* **Work to be completed**:
Render the records from their beginning through the line containing "[(419, 47)]", both ends included, as a JSON list of strings, one string per line. Omit blank lines.

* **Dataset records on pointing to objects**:
────────────────────

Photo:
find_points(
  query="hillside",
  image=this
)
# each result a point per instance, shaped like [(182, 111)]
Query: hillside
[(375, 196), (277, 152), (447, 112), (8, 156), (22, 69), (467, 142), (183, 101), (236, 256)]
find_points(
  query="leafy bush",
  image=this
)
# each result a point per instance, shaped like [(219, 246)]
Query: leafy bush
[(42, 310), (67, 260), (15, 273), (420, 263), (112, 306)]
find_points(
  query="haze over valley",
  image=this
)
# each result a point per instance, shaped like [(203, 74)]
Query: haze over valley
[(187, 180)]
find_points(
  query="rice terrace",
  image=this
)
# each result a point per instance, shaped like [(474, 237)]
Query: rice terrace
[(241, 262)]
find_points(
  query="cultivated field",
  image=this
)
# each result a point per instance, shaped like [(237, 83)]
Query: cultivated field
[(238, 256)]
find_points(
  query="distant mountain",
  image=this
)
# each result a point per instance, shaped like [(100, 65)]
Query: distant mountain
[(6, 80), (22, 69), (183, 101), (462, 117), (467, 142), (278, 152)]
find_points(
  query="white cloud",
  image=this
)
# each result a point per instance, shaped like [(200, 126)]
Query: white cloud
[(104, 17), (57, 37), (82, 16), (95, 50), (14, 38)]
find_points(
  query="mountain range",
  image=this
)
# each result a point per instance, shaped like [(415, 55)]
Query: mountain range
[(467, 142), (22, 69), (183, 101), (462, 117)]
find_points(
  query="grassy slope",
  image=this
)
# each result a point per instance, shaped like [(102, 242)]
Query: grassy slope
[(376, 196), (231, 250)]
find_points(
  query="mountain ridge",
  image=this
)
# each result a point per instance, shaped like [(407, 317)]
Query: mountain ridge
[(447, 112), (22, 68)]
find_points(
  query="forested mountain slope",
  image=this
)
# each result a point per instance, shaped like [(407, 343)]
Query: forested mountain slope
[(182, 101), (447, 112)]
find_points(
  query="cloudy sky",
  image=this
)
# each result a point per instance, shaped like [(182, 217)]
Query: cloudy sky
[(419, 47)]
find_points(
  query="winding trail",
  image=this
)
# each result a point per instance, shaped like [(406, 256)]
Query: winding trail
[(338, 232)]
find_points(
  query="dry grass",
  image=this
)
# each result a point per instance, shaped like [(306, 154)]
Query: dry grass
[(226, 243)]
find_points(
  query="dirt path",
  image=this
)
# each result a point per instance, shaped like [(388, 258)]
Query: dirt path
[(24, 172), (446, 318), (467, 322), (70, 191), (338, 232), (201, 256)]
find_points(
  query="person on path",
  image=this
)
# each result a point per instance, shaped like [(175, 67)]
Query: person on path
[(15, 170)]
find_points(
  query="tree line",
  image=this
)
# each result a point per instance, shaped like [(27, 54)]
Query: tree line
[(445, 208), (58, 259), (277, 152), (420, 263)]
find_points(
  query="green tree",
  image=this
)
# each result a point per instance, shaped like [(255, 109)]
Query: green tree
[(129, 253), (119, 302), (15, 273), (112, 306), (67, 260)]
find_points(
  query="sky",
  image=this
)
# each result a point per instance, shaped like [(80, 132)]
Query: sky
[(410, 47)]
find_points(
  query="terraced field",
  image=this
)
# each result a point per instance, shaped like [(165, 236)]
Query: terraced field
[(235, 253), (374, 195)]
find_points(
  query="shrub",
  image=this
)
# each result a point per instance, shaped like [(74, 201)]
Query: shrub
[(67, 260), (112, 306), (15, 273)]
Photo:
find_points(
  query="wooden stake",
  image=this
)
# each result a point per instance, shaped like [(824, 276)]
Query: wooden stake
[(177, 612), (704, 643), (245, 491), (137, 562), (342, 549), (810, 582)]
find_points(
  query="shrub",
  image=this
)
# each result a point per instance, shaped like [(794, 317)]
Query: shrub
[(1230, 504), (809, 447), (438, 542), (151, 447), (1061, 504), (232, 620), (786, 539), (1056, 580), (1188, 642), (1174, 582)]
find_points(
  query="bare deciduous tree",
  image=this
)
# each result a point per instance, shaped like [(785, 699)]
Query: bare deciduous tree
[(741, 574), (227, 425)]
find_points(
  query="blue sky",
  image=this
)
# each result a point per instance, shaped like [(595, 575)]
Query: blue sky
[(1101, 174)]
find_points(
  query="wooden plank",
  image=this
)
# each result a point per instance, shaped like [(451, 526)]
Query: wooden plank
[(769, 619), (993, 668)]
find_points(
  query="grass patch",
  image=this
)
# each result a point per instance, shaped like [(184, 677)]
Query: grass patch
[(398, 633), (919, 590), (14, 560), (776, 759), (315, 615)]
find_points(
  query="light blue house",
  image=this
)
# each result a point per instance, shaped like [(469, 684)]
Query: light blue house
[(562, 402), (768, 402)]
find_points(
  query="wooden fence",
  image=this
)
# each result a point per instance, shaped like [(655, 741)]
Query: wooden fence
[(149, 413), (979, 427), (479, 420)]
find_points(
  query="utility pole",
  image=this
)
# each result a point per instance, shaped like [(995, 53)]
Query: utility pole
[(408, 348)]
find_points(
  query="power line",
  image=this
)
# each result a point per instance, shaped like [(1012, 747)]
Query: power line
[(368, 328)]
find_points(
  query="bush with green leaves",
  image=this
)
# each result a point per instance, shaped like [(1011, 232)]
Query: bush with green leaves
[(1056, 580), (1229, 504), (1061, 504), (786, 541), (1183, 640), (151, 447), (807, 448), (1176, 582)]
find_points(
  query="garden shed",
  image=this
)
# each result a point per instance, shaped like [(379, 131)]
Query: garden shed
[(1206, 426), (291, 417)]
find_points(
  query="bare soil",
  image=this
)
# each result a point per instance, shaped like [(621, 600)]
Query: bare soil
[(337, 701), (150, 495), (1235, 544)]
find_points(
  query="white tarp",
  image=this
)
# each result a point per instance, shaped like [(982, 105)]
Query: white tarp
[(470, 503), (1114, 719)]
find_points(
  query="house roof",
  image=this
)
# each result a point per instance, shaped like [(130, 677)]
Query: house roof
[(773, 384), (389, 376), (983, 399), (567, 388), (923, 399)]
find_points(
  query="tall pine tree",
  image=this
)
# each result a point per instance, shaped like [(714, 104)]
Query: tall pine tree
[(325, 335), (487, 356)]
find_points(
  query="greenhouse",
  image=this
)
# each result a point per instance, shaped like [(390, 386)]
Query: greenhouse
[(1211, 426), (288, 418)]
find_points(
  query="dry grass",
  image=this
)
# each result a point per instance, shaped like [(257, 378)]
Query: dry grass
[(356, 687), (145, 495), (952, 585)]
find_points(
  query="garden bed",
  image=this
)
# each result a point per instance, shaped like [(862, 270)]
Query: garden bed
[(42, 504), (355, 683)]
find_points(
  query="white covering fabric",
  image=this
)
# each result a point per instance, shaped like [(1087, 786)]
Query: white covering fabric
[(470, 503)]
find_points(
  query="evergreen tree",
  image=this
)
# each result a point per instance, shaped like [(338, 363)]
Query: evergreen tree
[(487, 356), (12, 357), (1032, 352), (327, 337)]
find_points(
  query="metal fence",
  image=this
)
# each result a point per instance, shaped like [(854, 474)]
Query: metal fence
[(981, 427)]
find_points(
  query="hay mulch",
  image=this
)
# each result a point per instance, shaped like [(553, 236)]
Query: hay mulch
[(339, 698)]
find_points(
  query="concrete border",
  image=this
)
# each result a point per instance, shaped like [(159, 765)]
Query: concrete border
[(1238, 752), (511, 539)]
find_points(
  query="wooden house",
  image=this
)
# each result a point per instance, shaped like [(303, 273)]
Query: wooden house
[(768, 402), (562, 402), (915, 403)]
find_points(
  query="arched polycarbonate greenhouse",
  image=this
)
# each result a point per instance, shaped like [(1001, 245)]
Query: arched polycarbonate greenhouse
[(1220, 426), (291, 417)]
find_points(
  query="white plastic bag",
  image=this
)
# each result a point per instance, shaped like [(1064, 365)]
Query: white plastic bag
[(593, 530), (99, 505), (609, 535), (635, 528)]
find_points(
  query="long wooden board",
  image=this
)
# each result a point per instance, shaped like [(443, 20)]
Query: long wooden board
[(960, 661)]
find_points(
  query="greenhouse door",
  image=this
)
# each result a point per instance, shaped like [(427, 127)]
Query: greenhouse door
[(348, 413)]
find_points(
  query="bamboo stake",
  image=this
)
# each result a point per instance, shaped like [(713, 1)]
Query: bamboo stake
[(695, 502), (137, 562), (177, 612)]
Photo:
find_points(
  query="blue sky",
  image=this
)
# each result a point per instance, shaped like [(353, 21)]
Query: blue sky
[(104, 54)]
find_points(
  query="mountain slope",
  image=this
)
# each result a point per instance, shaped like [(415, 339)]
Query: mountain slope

────────────────────

* **The reply**:
[
  "Photo:",
  "find_points(",
  "  query=\"hillside\",",
  "  image=this",
  ")",
  "# each result a point per instance, shaped like [(182, 111)]",
  "Query: hillside",
  "[(375, 196), (277, 152), (447, 112), (8, 156), (22, 69), (467, 142), (183, 101), (236, 256)]",
  "find_points(",
  "  query=\"leafy bush\",",
  "  image=this",
  ")",
  "# each result a point per instance, shaped like [(219, 246)]",
  "Query: leafy bush",
  "[(42, 310), (67, 260), (15, 273), (420, 263), (112, 306)]",
  "find_points(",
  "  query=\"haze over valley\",",
  "  image=this",
  ")",
  "# each result a point per instance, shaped like [(203, 74)]",
  "Query: haze over valley",
  "[(187, 180)]",
  "find_points(",
  "  query=\"rice terrace\",",
  "  image=this",
  ")",
  "# each result a point per instance, shaped like [(474, 237)]",
  "Query: rice terrace",
  "[(241, 262)]",
  "find_points(",
  "  query=\"cultivated field\",",
  "  image=this",
  ")",
  "# each result a point per instance, shaped like [(237, 83)]",
  "Query: cultivated field",
  "[(238, 256)]",
  "find_points(",
  "  query=\"distant mountain\",",
  "  image=this",
  ")",
  "# each result a point per instance, shaped like [(100, 65)]",
  "Query: distant mountain",
  "[(6, 80), (22, 69), (183, 101), (462, 117), (467, 142), (278, 152)]",
  "find_points(",
  "  query=\"white cloud\",",
  "  image=this",
  ")",
  "# each result a point per instance, shaped like [(200, 126)]",
  "Query: white cloud",
  "[(104, 17), (57, 37), (82, 16), (95, 50), (14, 38)]",
  "find_points(",
  "  query=\"mountain range\",",
  "  image=this",
  ")",
  "# each result a point per instance, shaped like [(415, 55)]",
  "Query: mountain range",
  "[(467, 142), (22, 69), (183, 101), (462, 117)]",
  "find_points(",
  "  query=\"grassy slope\",",
  "  image=this",
  ")",
  "# each result a point per instance, shaped like [(102, 242)]",
  "Query: grassy slope",
  "[(376, 196), (231, 250)]",
  "find_points(",
  "  query=\"mountain ridge\",",
  "  image=this",
  ")",
  "# each result a point per instance, shaped like [(407, 317)]",
  "Query: mountain ridge",
  "[(447, 112), (22, 68)]",
  "find_points(",
  "  query=\"forested mountain slope\",",
  "  image=this",
  ")",
  "# each result a point per instance, shaped like [(407, 343)]",
  "Query: forested mountain slope",
  "[(182, 101), (447, 112)]",
  "find_points(",
  "  query=\"cloudy sky\",",
  "  image=this",
  ")",
  "# each result a point per instance, shaped like [(182, 217)]",
  "Query: cloudy sky",
  "[(419, 47)]"
]